* [Given data]
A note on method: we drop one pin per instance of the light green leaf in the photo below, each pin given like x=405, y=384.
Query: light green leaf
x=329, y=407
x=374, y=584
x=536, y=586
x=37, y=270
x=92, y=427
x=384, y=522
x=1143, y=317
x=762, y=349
==
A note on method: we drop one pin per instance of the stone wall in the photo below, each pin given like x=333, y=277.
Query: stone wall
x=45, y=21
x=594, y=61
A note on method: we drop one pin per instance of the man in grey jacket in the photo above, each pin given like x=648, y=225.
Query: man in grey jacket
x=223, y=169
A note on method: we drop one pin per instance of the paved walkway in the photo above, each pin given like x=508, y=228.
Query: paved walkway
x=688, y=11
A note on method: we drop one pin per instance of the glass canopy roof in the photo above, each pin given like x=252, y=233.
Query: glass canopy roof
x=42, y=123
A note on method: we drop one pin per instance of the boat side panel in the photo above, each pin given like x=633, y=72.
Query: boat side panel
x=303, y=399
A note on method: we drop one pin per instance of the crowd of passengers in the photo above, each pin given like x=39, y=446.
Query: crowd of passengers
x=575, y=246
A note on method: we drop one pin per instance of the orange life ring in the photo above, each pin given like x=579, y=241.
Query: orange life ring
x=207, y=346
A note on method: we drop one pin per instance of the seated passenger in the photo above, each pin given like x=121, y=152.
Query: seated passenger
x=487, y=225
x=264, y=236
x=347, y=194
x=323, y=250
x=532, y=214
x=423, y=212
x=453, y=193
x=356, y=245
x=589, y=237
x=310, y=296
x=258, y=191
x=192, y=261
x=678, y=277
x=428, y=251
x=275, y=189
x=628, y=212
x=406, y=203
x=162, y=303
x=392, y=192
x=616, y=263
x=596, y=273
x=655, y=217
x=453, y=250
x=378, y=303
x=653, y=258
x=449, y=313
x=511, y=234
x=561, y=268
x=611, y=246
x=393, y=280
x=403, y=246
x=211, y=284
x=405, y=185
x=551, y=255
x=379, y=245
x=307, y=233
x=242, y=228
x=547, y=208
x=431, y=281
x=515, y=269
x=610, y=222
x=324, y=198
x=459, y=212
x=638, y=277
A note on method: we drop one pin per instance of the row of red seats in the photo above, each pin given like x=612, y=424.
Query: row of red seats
...
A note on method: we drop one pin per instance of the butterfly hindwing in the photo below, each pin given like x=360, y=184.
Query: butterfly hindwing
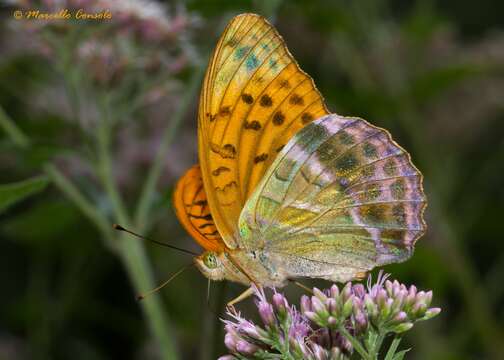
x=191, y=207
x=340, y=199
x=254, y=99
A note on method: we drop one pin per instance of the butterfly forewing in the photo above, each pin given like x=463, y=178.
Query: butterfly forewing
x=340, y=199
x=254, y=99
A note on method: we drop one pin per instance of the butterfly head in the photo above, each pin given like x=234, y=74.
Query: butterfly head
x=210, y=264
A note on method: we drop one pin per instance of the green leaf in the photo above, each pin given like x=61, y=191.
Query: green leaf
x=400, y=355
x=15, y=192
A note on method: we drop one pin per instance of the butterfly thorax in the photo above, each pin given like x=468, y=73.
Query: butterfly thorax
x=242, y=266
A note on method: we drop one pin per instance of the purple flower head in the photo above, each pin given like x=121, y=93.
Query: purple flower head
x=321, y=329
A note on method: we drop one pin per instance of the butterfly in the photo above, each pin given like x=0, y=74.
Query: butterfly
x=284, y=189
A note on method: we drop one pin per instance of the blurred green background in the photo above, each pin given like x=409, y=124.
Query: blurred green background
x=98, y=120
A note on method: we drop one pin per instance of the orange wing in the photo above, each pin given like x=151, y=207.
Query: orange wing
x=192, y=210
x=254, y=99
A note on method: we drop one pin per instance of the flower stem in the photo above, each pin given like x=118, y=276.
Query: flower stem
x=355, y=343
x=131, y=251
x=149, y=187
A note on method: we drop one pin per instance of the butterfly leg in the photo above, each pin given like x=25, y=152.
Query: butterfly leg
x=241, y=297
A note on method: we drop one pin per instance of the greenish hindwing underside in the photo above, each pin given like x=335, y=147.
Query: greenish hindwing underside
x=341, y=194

* [Set task]
Print the data from the line with "like x=468, y=73." to the line with "x=341, y=194", both included, reproducing each line verbatim and nothing else.

* [Result of the exercise]
A note on method: we drop one pin per instance of the butterfly thorax in the photo above, each pin given like x=468, y=73.
Query: butterfly thorax
x=242, y=266
A note on method: we drop one pin per instance of the purple flower head in the photo above, each pin given like x=121, y=93.
Query: purple flower head
x=321, y=329
A note on method: we drop one pin per instance of the butterfly in the photo above, each pin given like x=0, y=74.
Query: butterfly
x=284, y=189
A note on method: we drop one pin per instance of the blurred green background in the photo above, each pin given like x=409, y=124.
Query: blurred green background
x=98, y=120
A note on method: we drop one pin per instance of the orange wing in the photo above, each pin given like x=151, y=207.
Query: orange wing
x=192, y=210
x=254, y=99
A note on method: we drop one pin per instance of the flower stem in the photo above, each pin given like x=118, y=276.
Query: flower stem
x=355, y=343
x=131, y=251
x=149, y=187
A note on method: we drop one pin per instance of the butterfly leg in the photo above, each pin given like x=25, y=152.
Query: butterfly leg
x=241, y=297
A note on method: we drop one pin per instance of the greenish hindwing underside in the photo above, each pin given like x=335, y=147.
Query: greenish hindwing underside
x=341, y=194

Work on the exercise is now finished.